◆ **SOURCE TEXT**:
- Opening Delimiter -

Skip to content

rwightman/spree

Repository files navigation

Spree

Spree BBS Gym

Terminal-agent sprees through BBS doors, TUIs, and text worlds.

Containerized BBS sandbox for agent experiments: LLMs connect as terminal users, play door games, and use BBS message areas/chat through normal telnet/rlogin interfaces.

See DESIGN.md for the agent/environment boundary, observation model, timing strategy, and multi-agent plan. See NEXT.md for near-term implementation notes and observed failure modes from live TW2 runs.

License: Apache-2.0, Copyright 2026 Ross Wightman.

Current Shape

  • BBS runtime: Synchronet in Docker, with persistent state in runtime/sbbs.
  • Local service ports: telnet 127.0.0.1:2323, web 127.0.0.1:8080, rlogin 127.0.0.1:2513, NNTP 127.0.0.1:1119, IRC 127.0.0.1:6667.
  • Terminal-agent core: tty_agent owns actions, observations, model adapters, memory, runners, transports, observation hints, and prompt modules.
  • BBS shell: bbs_gym owns Synchronet defaults, CP437 policy, BBS/TW2 prompt profiles, activity-specific prompt modules, activities, and CLI commands.
  • Packaging: this repo is the spree workspace. It publishes tty-agent and bbs-gym as separate PyPI packages from packages/tty-agent and packages/bbs-gym.
  • Agent client: uv run bbs-gym smoke for raw telnet/ANSI transcripts and uv run bbs-gym run-activity for bounded model-driven sessions. uv run bbs-gym run-routed keeps one session open while switching activity profiles from observed terminal state.
  • Model providers: OpenAI-compatible chat endpoints, Anthropic Messages, Codex CLI, Claude CLI, and scripted test responses.
  • Debug tooling: JSONL traces can be rendered with scripts/trace_pretty.py; raw transcripts can be replayed into ANSI HTML or animated GIFs with scripts/ansi_screencap.py.
  • Door strategy:
    • Use Synchronet's bundled JS doors first for immediate smoke tests.
    • Stage original DOS doors from doors/bre and doors/tw2002.
    • Build the optional DOSEMU image only when original DOS doors are needed.

- Closing Delimiter -

◆ **ACTIONS TO TAKE**:
**a.** Please copy word for word the part of the Spree README that opens with the words containing "See DESIGN.md for" and closes with "live TW2 runs.".
**b.** Turn the Spree README paragraph beginning "See DESIGN.md for the agent/environment boundary" into a short list that keeps its main facts.
**c.** According to the Spree README, what local address and port does the IRC service use?

◆ **EXERCISE DATA**:
- Opening Delimiter -

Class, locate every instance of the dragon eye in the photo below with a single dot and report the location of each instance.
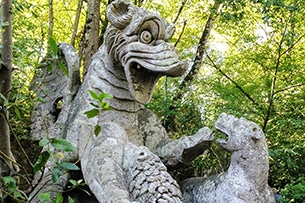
(146, 37)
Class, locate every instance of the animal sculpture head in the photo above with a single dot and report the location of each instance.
(137, 42)
(242, 134)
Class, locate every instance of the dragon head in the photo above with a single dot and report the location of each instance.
(137, 42)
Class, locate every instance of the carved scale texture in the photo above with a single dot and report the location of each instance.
(149, 181)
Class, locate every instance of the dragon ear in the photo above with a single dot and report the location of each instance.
(256, 133)
(169, 31)
(119, 13)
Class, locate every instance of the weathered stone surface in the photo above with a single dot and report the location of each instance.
(123, 163)
(247, 176)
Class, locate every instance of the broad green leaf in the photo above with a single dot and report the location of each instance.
(92, 104)
(59, 198)
(68, 166)
(41, 161)
(44, 141)
(18, 195)
(97, 130)
(17, 111)
(103, 95)
(55, 174)
(63, 68)
(63, 145)
(53, 45)
(4, 24)
(44, 196)
(10, 182)
(92, 113)
(70, 200)
(94, 95)
(3, 98)
(50, 67)
(76, 183)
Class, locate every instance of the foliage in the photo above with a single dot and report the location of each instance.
(100, 106)
(294, 191)
(253, 67)
(55, 150)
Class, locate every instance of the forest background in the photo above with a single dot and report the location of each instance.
(246, 58)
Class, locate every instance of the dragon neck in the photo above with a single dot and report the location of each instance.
(103, 76)
(253, 163)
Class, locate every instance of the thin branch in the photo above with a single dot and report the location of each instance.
(233, 81)
(289, 48)
(76, 22)
(181, 33)
(180, 11)
(273, 84)
(51, 23)
(288, 88)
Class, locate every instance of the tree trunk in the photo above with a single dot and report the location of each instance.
(51, 23)
(91, 34)
(7, 159)
(169, 123)
(76, 22)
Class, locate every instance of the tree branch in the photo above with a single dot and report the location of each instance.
(180, 11)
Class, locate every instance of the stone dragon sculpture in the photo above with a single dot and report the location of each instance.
(127, 161)
(246, 180)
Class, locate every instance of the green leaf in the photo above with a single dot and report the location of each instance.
(44, 141)
(92, 104)
(63, 68)
(55, 174)
(94, 95)
(4, 24)
(59, 198)
(41, 161)
(68, 166)
(70, 200)
(76, 183)
(97, 130)
(92, 113)
(17, 112)
(44, 196)
(53, 45)
(63, 145)
(5, 103)
(103, 95)
(50, 67)
(10, 182)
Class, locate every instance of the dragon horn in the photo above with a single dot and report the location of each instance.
(119, 13)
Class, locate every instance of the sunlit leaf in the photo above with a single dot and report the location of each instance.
(92, 113)
(97, 130)
(68, 166)
(55, 174)
(59, 198)
(93, 95)
(53, 45)
(41, 161)
(70, 200)
(44, 196)
(43, 142)
(62, 144)
(63, 68)
(17, 111)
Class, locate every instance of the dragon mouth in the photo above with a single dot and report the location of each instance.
(144, 68)
(141, 82)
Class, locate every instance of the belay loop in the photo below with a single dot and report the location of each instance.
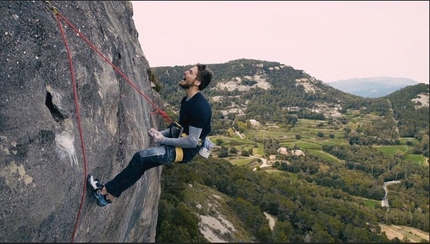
(175, 130)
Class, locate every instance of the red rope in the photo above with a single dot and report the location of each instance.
(75, 92)
(159, 111)
(78, 115)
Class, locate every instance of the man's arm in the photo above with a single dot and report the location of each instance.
(190, 141)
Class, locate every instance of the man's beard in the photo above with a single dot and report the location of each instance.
(185, 86)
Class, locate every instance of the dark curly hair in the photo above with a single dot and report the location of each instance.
(204, 75)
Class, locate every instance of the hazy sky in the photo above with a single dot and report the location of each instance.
(328, 40)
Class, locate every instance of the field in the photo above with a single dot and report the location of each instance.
(306, 135)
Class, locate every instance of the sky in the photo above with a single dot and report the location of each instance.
(329, 40)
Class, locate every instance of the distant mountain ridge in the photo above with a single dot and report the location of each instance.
(372, 87)
(271, 92)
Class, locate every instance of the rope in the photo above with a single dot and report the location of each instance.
(78, 115)
(75, 93)
(159, 111)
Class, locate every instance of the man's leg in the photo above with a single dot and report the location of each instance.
(141, 161)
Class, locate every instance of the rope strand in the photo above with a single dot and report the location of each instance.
(78, 115)
(75, 94)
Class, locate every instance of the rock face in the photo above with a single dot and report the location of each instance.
(42, 166)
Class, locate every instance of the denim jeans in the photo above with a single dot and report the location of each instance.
(141, 161)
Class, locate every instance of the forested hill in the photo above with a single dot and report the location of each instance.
(351, 147)
(271, 92)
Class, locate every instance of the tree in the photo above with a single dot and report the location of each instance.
(219, 141)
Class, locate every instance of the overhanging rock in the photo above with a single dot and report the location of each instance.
(42, 169)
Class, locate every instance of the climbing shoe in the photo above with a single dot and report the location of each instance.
(97, 191)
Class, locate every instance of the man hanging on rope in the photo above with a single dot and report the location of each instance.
(180, 146)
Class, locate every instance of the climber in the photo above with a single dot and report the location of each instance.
(174, 144)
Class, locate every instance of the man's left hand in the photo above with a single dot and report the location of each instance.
(158, 137)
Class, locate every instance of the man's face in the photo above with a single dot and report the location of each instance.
(189, 79)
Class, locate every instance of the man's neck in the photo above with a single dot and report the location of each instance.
(191, 92)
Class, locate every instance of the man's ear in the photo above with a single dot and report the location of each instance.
(197, 82)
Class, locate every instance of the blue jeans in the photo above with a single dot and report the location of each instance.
(141, 161)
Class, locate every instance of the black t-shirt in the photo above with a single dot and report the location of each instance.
(195, 112)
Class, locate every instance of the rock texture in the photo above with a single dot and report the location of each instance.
(42, 168)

- Closing Delimiter -

◆ **RESULTS FOR THE EXERCISE**:
**a.**
See DESIGN.md for the agent/environment boundary, observation model, timing strategy, and multi-agent plan. See NEXT.md for near-term implementation notes and observed failure modes from live TW2 runs.

**b.**
- DESIGN.md: the agent/environment boundary, observation model, timing strategy, and multi-agent plan.
- NEXT.md: near-term implementation notes and observed failure modes from live TW2 runs.

**c.** 127.0.0.1:6667